These new tensions directly affected the presidential campaign, with both Nixon and his rival, US Senator John F. Kennedy (D-MA), arguing that they were the best choice for America to remain ahead of the USSR. Nixon had been a staunch anti-communist as a member of the US House of Representatives Un-American Activities Committee (HUAC), with Kennedy voicing similar hostility to expanding communism as a Senate candidate. In 1960, both major political parties were relatively in agreement on the threat posed by the Soviet Union and the Cold War; the only question was which candidate would do a better job at beating the Russians.
1964: The Daisy Ad and Armageddon
Voters narrowly chose Kennedy, perhaps due to his more telegenic presence in their famed debate. True to his campaigning, Kennedy proved to be a Cold Warrior with his actions toward Cuba. The Bay of Pigs Invasion of 1961 led to the Cuban Missile Crisis of 1962 after a frightened Cuba sought a military alliance with the USSR. Kennedy held firm on demanding the removal of Soviet missiles from Cuba, and the crisis was resolved with a geopolitical win for the young president. Khrushchev was later removed from power, in part for his perceived loss in Cuba. Tragically, Kennedy was assassinated in November 1963, meaning his vice president, former Senate Majority Leader Lyndon B. Johnson, was elevated to the Oval Office.
Johnson ran for his own term in 1964. Despite the American victory in the Cuban Missile Crisis, the threat of communist expansion was growing in Vietnam. Since the end of the Eisenhower administration, the US had been quietly sending increasing numbers of military advisors to aid South Vietnam against communist North Vietnam. In August 1964, the Gulf of Tonkin Incident allowed Johnson to drastically escalate US efforts in the Vietnam War. Ironically, despite Johnson’s escalation of a Cold War conflict, his campaign pinned the warmongering on his rival, US Senator Barry Goldwater (R-AZ). The Daisy ad, which ran a month after the Gulf of Tonkin Incident, implied that Goldwater would trigger a nuclear war. Goldwater lost in a landslide.

§ §

• What you need to do
(1) List every person named in the passage on Cold War presidential campaigns.
(2) Answer these questions from the passage on Cold War presidential campaigns:
(a) Of which House committee was Nixon a member?
(b) In what month and year was Kennedy assassinated?
(c) What did the Daisy ad imply about Goldwater?
(3) Repeat the part of the passage on Cold War presidential campaigns that opens with the words containing "Johnson ran for" and closes with "in a landslide.".
The data placed after this passage is separate material.

(Source records)
§ §

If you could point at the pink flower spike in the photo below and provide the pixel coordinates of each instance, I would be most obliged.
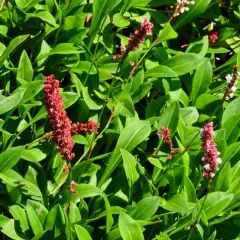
(89, 127)
(211, 158)
(137, 38)
(71, 188)
(58, 118)
(213, 37)
(132, 63)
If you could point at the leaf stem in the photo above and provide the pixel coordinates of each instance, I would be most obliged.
(199, 213)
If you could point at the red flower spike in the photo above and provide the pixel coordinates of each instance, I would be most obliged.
(89, 127)
(136, 39)
(58, 118)
(211, 155)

§ §

• Solutions
(1)
Nixon
John F. Kennedy
Lyndon B. Johnson
Khrushchev
Barry Goldwater
Eisenhower

(2)
(a) The US House of Representatives Un-American Activities Committee (HUAC)
(b) November 1963
(c) That he would trigger a nuclear war

(3)
Johnson ran for his own term in 1964. Despite the American victory in the Cuban Missile Crisis, the threat of communist expansion was growing in Vietnam. Since the end of the Eisenhower administration, the US had been quietly sending increasing numbers of military advisors to aid South Vietnam against communist North Vietnam. In August 1964, the Gulf of Tonkin Incident allowed Johnson to drastically escalate US efforts in the Vietnam War. Ironically, despite Johnson’s escalation of a Cold War conflict, his campaign pinned the warmongering on his rival, US Senator Barry Goldwater (R-AZ). The Daisy ad, which ran a month after the Gulf of Tonkin Incident, implied that Goldwater would trigger a nuclear war. Goldwater lost in a landslide.